Records excerpted from a collection:
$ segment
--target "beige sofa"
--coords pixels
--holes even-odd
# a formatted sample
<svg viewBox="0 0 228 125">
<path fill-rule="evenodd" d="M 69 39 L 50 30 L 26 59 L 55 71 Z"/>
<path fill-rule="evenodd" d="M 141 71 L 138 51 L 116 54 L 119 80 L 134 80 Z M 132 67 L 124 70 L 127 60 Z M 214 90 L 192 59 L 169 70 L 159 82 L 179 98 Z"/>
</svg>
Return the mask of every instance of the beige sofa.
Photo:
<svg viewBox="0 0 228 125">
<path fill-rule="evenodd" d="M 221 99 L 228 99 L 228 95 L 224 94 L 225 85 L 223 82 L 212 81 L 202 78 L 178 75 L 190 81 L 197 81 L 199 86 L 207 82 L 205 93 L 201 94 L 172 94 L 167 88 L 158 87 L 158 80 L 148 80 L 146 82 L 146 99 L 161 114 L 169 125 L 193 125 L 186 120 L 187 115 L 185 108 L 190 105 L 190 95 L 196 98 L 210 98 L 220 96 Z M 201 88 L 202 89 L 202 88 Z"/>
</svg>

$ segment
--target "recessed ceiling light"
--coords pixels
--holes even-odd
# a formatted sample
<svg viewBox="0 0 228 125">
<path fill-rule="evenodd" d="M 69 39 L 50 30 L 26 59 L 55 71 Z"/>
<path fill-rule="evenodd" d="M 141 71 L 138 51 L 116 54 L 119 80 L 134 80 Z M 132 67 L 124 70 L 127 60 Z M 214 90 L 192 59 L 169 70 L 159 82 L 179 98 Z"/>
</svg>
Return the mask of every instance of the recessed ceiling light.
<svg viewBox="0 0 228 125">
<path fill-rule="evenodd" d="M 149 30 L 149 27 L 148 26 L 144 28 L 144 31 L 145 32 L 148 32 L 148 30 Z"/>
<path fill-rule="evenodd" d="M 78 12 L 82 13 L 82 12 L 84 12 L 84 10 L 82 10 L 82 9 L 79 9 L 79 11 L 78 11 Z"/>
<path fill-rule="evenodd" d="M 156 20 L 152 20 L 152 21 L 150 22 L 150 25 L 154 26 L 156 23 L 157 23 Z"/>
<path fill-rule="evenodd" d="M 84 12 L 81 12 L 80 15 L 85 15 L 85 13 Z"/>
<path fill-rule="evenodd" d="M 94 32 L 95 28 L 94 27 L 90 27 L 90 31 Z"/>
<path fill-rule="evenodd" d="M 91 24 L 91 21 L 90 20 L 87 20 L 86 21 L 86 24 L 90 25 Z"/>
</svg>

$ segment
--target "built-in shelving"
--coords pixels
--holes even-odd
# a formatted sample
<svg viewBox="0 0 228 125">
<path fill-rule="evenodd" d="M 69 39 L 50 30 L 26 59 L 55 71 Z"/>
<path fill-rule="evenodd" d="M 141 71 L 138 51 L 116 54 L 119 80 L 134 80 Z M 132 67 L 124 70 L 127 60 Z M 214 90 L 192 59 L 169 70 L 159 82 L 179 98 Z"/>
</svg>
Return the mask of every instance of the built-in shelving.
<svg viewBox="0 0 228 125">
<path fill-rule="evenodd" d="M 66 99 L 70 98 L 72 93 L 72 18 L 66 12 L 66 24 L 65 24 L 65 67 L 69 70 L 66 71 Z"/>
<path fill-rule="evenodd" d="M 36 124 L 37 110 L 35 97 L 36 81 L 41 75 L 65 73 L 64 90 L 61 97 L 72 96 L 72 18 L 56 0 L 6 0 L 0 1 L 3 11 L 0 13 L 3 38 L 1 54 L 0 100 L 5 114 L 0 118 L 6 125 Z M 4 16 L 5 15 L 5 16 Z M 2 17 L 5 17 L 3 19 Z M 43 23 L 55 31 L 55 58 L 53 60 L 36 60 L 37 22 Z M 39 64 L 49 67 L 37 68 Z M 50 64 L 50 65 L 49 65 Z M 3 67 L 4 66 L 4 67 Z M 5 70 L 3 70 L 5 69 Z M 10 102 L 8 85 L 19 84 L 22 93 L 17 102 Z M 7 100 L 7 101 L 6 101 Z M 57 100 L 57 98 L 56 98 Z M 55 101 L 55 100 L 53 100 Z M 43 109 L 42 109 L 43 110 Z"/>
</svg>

● **Task statement**
Count the lines of the material above that contain the string "recessed". Respond with that number alone.

● **Output for this task**
2